Авторский блог Андрей Ведяев 18:00 29 апреля 2019

Живое слово Бессмертной Победы

О солдатах и полководцах, о народе и власти рассуждает Солдат Победы, участник Сталинградской битвы Михаил Яковлевич Щербенко

С приближением самого дорогого для нашего народа праздника – Дня Победы – всё больший накал приобретают споры вокруг организации главного шествия 9 Мая – Бессмертного полка. Оказалось, что право пройти в его рядах имеет не всякий, а лишь тот, кто согласен с его уставом: «Есть Полк. У него есть Устав. В нем изложены основные принципы Бессмертного полка… Очевидно: если… у Полка появятся “полководцы” чиновники или политики… Полк перестанет быть народной инициативой. Нарушителей, и отдельных деятелей и организации, плюющих на этические принципы Полка мы решили сажать... на нашу “гауптвахту”». Особое раздражение авторов сей ярко выраженной демократической «хартии» вызывают красные знамёна и портреты советских полководцев и руководителей государства, в особенности И.В. Сталина. Использование этих атрибутов Победы предлагается запретить.
Но вот вопрос: если в рядах Бессмертного полка захочет пройти настоящий ветеран войны – а таких и сегодня среди нас немало – то, очевидно, было бы странно заставлять его нести свой собственный портрет. Обычно для солдата понятие ратного долга и воинской чести заключено в имени его полководца – примеров тому не счесть. А у полководцев есть Верховный Главнокомандующий, с именем которого и идут в бой. То есть никакие самопальные уставы здесь не при чем – никто не может запретить ветерану идти с портретом его командира. Но если такое право есть у ветерана – почему в нем нужно отказывать его детям и внукам? Следовательно, любой может выйти на демонстрацию с портретом того, кого считает олицетворением Победы, и запретить это ему не вправе ни один новоявленный блюститель «чистоты рядов».
В подтверждение этого я расскажу об одном ветеране, с которым познакомился в феврале этого года в Серебряных Прудах под Москвой – на родине дважды Героя Советского Союза, Маршала Советского Союза Василия Ивановича Чуйкова, который во время Сталинградской битвы командовал 62-й армией, 200 дней и ночей оборонявшей непосредственно Сталинград. Михаил Яковлевич Щербенко – участник Сталинградской битвы – несмотря на свои годы приехал со своим внуком, чтобы лично поклониться своему командующему. Причем оказалось, что маршала и солдата связывает удивительная судьба – фотография ветерана есть в прижизненном издании мемуаров прославленного маршала. То есть солдат стал бессмертен благодаря своему маршалу и платит ему тем же – верностью до последнего дыхания.

двойной клик - редактировать изображение

Фотография «Минометный расчет ведет огонь по врагу» помещена в книгах маршала Чуйкова «Гвардейцы Сталинграда идут на Запад» (1972) и «От Сталинграда до Берлина» (1980). Снимок сделал в июле 1943 года фотокор газеты 8-й гвардейской армии (бывшая 62-я армия) «На защиту Родины» Юрий Андреевич Чернышёв при форсировании реки Северский Донец в районе города Изюм при освобождении Донбасса гвардейцами Чуйкова.

**ЗАДАНИЯ**
1. Почему, по словам статьи о Бессмертном полке, солдат стал бессмертен благодаря своему маршалу? Уложитесь в одно–три предложения.
2. Когда и при каких событиях, согласно статье о Бессмертном полке, был сделан снимок «Минометный расчет ведет огонь по врагу»?
Опирайтесь только на статью.

**СТРОКИ ДАННЫХ**
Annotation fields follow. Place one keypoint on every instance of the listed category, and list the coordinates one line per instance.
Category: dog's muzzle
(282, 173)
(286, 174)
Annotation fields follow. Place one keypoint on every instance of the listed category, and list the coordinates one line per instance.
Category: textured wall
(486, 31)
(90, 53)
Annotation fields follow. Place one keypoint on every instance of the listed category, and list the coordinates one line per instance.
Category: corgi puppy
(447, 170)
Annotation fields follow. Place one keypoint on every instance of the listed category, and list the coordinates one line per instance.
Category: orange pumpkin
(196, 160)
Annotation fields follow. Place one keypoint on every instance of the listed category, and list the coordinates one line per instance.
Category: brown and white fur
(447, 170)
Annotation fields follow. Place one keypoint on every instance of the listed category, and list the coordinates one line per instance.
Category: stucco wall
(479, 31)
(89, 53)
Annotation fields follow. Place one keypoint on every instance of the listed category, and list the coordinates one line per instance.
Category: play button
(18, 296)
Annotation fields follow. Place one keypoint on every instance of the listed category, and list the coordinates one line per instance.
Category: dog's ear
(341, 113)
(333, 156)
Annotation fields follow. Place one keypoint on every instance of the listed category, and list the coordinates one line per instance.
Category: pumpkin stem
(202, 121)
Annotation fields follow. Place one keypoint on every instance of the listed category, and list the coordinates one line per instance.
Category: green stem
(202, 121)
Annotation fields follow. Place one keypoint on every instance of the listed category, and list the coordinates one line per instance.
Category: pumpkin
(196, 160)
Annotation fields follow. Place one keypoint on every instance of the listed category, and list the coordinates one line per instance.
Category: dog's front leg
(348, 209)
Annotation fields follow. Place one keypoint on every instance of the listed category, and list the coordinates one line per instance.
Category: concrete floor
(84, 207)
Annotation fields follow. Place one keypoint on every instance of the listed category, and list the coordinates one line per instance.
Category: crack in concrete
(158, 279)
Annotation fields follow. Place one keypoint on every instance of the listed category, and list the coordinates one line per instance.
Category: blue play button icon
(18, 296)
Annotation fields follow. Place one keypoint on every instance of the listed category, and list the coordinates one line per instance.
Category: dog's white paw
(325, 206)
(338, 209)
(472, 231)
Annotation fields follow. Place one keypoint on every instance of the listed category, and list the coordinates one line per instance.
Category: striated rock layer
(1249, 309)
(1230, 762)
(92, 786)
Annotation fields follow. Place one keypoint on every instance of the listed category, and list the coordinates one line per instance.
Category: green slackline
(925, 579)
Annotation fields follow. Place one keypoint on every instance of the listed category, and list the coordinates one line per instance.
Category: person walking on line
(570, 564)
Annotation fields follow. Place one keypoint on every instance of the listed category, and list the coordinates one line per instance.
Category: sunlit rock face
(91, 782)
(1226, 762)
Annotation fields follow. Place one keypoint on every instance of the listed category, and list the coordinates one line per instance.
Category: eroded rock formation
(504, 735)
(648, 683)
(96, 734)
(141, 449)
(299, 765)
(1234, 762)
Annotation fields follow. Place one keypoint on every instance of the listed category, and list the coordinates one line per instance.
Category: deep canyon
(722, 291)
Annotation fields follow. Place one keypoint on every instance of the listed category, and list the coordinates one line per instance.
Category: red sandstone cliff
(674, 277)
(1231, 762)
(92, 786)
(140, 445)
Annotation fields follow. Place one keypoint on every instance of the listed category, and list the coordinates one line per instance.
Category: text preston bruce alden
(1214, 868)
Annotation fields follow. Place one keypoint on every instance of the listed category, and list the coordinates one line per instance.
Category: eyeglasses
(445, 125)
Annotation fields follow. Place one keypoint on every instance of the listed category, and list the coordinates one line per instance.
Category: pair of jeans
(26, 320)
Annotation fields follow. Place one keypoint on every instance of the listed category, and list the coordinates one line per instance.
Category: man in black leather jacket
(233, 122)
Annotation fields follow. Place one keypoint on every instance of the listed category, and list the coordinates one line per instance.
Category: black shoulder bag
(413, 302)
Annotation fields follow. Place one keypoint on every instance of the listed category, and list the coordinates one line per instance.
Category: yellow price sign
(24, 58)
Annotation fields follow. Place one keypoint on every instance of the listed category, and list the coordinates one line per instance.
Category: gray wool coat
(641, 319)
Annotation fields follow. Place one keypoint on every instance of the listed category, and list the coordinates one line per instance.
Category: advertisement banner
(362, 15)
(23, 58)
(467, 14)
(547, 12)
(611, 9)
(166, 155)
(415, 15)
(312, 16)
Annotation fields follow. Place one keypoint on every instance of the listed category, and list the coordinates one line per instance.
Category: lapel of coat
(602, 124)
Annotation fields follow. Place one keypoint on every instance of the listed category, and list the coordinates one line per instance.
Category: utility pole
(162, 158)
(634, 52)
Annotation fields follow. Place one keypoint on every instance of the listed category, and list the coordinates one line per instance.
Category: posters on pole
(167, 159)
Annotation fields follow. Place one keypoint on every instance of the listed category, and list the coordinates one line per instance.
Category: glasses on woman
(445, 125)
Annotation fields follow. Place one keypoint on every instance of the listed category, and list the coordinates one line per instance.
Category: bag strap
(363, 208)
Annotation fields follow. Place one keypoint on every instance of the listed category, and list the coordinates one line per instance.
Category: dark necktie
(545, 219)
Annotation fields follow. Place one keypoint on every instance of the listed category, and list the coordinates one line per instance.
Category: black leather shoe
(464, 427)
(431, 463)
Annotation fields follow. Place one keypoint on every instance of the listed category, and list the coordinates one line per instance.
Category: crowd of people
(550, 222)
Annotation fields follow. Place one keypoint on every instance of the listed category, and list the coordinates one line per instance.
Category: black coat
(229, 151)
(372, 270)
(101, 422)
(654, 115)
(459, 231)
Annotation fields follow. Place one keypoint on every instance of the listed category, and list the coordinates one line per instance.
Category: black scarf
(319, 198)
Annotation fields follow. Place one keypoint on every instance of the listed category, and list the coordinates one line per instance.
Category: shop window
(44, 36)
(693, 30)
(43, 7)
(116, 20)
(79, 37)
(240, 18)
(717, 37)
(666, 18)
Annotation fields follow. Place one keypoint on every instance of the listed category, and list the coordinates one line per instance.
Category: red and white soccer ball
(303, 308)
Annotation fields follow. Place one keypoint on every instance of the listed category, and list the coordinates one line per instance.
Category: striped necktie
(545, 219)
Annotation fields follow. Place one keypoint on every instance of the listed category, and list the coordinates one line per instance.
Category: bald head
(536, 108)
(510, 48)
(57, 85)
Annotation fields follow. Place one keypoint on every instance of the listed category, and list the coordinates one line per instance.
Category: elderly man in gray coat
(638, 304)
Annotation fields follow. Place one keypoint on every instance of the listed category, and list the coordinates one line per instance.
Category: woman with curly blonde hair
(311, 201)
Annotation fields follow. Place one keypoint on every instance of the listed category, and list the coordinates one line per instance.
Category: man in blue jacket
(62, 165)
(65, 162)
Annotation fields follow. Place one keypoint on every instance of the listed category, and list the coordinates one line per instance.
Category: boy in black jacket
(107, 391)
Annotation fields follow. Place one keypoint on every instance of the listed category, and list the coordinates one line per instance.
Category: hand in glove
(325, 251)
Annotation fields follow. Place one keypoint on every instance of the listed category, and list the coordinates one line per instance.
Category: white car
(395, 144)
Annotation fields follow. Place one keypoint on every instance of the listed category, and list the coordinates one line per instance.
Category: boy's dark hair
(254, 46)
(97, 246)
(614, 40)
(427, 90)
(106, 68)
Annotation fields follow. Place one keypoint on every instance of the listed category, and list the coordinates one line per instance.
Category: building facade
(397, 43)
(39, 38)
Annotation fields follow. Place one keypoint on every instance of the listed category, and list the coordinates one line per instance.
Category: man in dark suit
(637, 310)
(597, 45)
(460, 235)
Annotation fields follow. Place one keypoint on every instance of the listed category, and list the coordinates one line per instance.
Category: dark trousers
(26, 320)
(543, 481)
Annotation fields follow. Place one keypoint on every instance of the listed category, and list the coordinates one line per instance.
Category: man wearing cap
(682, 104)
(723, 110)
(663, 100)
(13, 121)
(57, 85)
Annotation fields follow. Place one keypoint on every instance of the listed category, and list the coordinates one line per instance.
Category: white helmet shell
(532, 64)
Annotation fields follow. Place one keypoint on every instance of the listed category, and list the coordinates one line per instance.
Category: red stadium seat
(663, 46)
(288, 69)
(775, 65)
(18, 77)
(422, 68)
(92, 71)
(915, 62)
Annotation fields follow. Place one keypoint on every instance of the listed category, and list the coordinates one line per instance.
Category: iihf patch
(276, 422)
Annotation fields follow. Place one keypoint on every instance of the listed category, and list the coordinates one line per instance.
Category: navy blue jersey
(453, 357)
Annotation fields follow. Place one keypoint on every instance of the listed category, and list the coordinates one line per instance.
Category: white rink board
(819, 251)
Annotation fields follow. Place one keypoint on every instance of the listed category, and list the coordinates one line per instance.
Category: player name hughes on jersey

**СПИСОК РЕШЕНИЙ**
1. Фотография ветерана Михаила Яковлевича Щербенко есть в прижизненном издании мемуаров маршала Чуйкова. Поэтому солдат стал бессмертен благодаря своему маршалу.

2. В июле 1943 года, при форсировании реки Северский Донец в районе города Изюм во время освобождения Донбасса.